* [WHAT THE TASK REQUIRES]: Collect every line of the entries below that contains the word "white", matching case exactly.

* [RECORD LIST]:
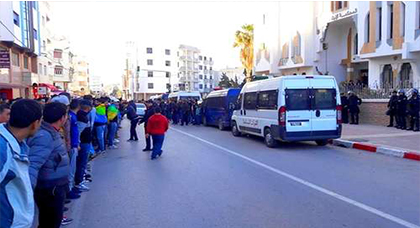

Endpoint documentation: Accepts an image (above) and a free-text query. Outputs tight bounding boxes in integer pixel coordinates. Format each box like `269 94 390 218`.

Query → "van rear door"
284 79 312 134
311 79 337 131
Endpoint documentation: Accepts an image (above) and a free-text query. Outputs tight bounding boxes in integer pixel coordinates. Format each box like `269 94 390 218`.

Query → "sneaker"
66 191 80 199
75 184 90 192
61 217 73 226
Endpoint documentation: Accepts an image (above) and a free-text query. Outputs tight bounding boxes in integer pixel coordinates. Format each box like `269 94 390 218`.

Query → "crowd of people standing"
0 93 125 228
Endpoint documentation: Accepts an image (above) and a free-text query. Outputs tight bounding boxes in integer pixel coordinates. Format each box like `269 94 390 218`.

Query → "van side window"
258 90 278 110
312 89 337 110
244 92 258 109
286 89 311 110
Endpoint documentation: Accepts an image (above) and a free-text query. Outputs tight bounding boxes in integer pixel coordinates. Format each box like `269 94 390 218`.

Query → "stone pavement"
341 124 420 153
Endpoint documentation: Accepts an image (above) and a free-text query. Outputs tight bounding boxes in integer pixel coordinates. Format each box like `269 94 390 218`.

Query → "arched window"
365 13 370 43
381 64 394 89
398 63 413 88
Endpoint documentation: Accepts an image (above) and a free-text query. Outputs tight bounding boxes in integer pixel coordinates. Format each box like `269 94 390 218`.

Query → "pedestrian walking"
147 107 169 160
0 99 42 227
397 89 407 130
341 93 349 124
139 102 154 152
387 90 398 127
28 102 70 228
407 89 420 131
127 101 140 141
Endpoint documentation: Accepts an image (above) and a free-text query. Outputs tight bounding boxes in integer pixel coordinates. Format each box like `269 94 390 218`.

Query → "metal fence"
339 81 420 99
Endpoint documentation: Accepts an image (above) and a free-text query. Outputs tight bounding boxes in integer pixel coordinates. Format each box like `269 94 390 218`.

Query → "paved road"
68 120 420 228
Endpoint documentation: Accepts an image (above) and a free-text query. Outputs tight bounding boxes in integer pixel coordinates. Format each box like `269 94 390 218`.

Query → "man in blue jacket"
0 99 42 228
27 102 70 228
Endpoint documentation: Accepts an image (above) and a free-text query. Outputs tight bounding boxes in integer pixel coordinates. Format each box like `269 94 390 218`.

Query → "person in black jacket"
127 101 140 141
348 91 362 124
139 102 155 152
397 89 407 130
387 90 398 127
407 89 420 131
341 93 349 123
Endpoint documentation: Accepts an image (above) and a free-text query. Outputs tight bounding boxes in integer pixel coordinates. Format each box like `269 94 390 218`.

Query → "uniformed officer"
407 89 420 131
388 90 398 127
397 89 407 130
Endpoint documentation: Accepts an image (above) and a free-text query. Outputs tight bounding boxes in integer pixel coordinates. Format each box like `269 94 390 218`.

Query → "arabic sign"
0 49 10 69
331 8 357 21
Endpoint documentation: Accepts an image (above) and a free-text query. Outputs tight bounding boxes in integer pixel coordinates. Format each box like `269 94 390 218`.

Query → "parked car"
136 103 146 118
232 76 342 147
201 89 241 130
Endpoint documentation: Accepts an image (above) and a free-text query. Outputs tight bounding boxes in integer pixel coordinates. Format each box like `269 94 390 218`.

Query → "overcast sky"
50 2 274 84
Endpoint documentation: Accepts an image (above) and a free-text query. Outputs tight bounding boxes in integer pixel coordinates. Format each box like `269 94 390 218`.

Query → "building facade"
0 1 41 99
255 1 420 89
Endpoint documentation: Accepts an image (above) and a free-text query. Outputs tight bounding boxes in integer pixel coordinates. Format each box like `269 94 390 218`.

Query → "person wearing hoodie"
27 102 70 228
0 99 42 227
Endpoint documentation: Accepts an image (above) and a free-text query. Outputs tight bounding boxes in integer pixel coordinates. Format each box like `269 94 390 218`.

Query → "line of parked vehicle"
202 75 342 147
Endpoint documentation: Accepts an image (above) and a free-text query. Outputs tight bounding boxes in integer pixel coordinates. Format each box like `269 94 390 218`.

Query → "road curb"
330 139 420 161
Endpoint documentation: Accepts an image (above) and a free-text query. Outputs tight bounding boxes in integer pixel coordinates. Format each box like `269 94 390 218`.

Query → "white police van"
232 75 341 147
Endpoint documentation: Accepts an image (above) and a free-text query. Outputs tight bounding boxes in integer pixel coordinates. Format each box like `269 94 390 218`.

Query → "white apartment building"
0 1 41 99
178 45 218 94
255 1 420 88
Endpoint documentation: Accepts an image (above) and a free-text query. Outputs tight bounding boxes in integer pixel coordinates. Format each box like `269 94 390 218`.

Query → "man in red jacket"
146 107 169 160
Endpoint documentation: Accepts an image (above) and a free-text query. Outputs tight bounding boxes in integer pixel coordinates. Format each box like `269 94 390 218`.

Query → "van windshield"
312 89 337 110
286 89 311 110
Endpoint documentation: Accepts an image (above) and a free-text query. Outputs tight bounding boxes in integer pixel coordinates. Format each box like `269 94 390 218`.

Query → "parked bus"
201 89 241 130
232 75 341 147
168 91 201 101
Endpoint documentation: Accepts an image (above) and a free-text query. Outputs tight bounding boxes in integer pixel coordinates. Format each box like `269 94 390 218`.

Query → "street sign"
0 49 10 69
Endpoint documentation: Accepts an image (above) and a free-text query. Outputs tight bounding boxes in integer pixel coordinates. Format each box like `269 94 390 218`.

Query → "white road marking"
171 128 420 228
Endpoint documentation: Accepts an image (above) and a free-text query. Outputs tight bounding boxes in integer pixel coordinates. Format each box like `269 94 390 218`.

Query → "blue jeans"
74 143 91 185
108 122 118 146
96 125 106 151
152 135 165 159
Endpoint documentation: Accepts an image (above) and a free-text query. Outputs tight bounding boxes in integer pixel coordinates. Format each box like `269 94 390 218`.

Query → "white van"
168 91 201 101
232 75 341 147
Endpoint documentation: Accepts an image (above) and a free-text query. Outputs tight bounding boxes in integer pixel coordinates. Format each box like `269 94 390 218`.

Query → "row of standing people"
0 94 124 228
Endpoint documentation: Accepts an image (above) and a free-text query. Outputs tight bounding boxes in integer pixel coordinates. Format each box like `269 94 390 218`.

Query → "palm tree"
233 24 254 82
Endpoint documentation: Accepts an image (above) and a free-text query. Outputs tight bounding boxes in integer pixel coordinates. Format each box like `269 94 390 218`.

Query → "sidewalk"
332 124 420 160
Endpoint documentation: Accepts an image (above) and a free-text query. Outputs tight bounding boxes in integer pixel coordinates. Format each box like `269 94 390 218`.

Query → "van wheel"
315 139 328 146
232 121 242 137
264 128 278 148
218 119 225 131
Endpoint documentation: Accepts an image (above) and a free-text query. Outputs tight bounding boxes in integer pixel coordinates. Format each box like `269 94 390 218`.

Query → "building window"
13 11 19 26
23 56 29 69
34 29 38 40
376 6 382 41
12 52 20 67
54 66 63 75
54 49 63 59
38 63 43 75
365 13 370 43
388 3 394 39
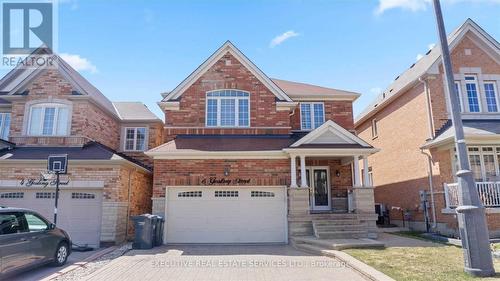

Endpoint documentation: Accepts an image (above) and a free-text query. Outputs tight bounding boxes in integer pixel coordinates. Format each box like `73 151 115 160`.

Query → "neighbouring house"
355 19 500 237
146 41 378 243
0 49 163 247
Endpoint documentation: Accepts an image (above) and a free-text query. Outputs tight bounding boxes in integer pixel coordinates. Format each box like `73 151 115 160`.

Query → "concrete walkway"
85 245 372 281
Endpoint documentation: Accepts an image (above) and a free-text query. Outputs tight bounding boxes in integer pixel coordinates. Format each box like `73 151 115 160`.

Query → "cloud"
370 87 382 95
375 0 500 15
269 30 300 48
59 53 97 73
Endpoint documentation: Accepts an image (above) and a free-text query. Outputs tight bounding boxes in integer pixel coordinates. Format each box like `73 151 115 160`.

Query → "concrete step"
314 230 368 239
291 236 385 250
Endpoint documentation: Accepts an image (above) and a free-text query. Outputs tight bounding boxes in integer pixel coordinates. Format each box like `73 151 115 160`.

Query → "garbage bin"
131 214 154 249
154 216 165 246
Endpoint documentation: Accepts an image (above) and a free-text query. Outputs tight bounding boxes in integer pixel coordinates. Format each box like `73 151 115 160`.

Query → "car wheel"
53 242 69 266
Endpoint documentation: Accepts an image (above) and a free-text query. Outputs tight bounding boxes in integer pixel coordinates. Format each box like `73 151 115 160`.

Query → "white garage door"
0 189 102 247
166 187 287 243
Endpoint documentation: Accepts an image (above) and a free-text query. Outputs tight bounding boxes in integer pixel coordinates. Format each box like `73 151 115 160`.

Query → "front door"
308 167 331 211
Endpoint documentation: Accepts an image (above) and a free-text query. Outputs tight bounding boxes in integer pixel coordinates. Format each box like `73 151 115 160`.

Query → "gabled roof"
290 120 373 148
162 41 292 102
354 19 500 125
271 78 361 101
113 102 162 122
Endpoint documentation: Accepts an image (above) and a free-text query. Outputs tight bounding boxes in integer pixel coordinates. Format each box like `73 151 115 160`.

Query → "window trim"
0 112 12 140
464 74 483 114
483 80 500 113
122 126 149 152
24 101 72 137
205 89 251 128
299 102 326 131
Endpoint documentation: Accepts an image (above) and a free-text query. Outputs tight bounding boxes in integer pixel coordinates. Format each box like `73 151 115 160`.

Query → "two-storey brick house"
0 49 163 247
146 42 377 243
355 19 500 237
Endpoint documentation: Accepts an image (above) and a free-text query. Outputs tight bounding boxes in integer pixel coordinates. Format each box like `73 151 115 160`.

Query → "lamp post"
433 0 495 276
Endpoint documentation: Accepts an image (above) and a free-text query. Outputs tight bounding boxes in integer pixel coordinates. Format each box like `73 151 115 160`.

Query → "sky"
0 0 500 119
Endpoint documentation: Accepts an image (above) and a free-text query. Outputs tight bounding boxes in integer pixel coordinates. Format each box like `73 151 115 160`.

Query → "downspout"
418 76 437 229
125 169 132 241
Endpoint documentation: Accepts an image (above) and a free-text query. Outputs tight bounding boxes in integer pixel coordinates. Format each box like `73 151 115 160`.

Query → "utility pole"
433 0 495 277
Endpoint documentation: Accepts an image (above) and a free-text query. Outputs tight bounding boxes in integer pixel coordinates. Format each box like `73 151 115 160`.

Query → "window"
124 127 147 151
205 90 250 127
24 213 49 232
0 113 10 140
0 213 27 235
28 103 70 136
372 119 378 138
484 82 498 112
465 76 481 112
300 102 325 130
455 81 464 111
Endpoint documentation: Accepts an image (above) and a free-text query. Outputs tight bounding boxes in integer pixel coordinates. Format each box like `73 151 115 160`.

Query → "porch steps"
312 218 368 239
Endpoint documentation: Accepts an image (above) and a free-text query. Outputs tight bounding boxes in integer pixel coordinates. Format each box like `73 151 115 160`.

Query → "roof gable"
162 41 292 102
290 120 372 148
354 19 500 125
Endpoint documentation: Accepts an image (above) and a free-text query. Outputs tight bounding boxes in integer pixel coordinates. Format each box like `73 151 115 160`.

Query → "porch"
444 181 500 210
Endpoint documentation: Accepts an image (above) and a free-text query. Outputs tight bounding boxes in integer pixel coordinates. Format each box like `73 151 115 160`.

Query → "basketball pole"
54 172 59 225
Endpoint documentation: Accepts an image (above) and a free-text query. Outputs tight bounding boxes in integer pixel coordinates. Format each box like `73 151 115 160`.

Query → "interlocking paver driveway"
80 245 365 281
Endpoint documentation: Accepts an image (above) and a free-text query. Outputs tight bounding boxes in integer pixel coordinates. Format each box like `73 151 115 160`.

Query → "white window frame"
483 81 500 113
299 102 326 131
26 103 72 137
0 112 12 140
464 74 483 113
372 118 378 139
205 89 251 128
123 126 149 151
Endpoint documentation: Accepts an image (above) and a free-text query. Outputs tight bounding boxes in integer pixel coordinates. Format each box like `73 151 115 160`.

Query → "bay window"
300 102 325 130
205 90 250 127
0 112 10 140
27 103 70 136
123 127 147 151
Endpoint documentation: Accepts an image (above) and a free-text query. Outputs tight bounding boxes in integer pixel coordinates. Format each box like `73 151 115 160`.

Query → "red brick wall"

* [SOLUTION TO THE EXERCISE]:
Query → "white police van"
Query → "white apartment building"
Query → "white road marking"
Query → "white van"
Query → "white garage door"
Query → "white window frame"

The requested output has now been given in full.